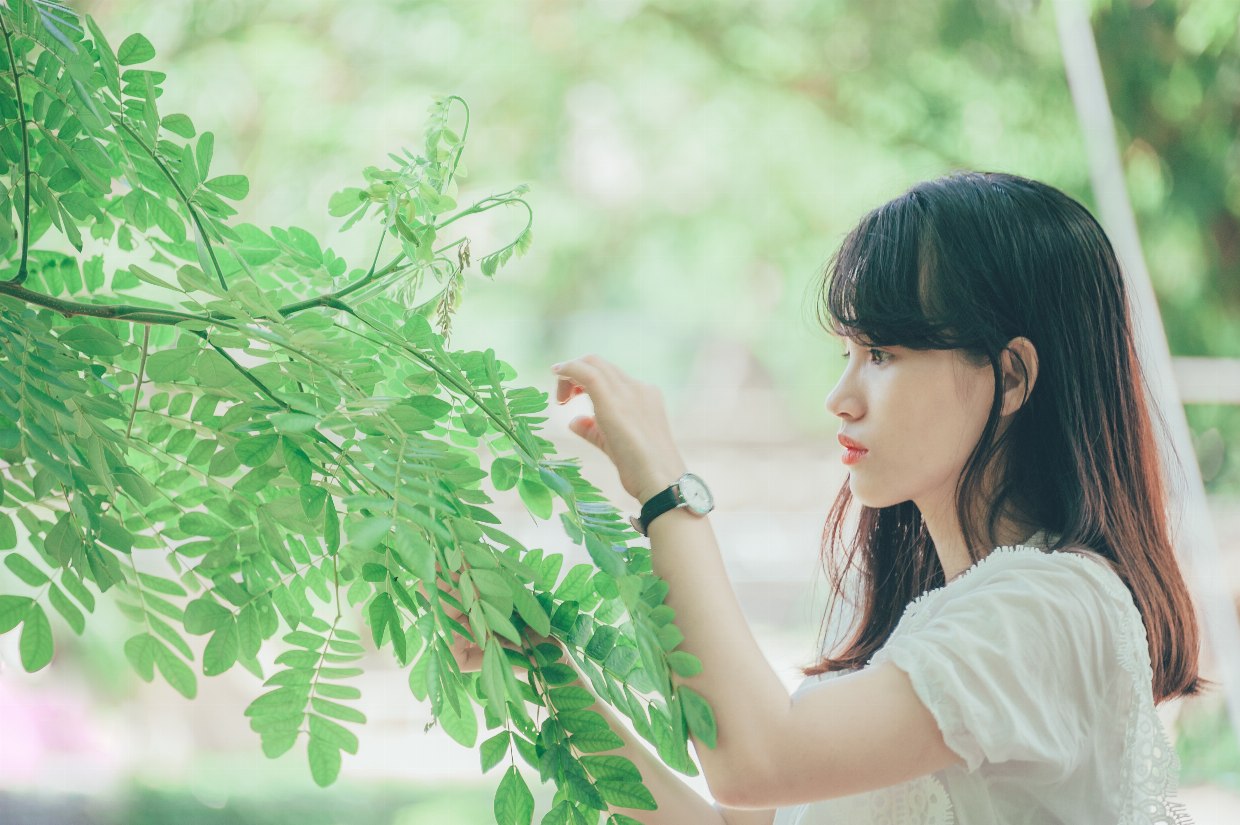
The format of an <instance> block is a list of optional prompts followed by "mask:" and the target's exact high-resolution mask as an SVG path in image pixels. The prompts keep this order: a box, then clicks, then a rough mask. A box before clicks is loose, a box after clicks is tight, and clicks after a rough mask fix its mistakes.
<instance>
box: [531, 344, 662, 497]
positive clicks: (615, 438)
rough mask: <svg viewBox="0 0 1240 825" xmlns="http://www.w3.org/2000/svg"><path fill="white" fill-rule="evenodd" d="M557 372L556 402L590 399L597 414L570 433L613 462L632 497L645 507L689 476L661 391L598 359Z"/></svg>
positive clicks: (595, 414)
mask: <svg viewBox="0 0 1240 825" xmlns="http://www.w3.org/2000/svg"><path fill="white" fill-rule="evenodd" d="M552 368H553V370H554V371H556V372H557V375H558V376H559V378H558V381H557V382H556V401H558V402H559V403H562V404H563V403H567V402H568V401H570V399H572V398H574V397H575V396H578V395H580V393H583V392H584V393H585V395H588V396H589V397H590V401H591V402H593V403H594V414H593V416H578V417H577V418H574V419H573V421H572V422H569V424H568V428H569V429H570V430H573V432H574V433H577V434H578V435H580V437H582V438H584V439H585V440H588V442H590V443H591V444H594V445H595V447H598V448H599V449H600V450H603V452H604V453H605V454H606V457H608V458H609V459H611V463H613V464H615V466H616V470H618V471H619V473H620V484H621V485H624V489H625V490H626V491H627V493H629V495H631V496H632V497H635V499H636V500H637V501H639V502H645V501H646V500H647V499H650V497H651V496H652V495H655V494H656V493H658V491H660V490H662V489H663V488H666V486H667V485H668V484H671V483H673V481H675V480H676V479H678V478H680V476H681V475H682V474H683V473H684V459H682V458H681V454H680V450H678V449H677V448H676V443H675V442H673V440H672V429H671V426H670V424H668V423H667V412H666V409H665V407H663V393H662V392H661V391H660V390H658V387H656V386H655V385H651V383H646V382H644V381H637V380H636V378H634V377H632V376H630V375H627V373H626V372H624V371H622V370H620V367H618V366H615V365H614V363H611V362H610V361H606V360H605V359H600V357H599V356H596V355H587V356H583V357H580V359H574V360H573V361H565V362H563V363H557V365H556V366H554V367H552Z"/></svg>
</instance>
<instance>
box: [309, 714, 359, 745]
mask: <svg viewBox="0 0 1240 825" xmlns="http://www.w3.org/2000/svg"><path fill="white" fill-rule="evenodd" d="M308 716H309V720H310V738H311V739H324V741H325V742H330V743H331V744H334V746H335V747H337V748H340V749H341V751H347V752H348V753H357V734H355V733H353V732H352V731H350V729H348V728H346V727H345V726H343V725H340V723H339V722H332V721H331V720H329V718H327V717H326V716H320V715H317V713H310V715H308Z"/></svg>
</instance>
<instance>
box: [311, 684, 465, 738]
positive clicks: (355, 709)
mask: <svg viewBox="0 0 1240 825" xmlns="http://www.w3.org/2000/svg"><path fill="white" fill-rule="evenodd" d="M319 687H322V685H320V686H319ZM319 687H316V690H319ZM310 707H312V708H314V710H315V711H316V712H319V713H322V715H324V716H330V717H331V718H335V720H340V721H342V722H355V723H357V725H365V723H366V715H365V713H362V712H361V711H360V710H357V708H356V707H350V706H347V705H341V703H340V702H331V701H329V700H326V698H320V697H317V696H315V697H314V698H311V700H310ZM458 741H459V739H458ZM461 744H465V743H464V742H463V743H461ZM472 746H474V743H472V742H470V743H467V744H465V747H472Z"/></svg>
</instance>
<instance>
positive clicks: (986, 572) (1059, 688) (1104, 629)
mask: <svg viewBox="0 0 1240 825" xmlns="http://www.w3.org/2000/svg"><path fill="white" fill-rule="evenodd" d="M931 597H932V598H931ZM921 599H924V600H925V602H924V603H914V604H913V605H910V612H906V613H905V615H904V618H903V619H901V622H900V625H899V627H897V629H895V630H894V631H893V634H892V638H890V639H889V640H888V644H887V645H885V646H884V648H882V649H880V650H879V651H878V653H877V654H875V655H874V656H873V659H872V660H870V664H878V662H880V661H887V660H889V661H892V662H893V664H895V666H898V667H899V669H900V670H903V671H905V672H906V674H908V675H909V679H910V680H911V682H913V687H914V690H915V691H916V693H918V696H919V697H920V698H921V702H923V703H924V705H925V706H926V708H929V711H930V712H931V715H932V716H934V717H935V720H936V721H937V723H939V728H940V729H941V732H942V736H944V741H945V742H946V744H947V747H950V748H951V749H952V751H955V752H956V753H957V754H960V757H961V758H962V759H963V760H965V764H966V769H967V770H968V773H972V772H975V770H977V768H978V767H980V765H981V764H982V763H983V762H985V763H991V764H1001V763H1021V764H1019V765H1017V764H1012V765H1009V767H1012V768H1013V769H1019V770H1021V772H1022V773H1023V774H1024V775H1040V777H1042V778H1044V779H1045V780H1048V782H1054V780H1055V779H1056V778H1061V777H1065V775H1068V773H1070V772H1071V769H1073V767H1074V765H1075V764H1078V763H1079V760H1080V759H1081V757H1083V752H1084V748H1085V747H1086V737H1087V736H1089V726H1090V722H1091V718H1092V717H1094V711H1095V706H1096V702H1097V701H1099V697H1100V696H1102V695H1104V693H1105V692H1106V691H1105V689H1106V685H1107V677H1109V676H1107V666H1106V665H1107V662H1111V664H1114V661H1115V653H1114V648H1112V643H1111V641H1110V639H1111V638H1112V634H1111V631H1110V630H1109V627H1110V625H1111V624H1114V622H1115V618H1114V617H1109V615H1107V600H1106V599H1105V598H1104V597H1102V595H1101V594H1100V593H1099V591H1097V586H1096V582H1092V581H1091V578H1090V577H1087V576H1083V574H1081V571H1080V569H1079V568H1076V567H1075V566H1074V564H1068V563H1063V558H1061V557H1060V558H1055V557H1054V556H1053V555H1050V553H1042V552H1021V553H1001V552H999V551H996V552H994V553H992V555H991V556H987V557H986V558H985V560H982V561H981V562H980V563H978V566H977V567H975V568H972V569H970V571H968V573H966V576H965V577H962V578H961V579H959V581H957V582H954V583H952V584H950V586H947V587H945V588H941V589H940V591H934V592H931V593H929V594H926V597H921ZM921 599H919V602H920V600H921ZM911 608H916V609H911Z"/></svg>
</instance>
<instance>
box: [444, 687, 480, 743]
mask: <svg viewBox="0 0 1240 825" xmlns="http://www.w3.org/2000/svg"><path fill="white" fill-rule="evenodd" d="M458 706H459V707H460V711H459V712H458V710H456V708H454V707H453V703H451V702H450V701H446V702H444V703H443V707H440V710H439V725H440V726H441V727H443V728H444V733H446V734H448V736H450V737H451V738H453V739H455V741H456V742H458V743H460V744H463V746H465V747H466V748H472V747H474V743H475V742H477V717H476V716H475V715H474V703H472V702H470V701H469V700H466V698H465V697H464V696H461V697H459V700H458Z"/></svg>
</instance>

━━━━

■ Exercise: The answer must be a single number: the count of lines in the records above that contain the word "rough".

■ Result: 2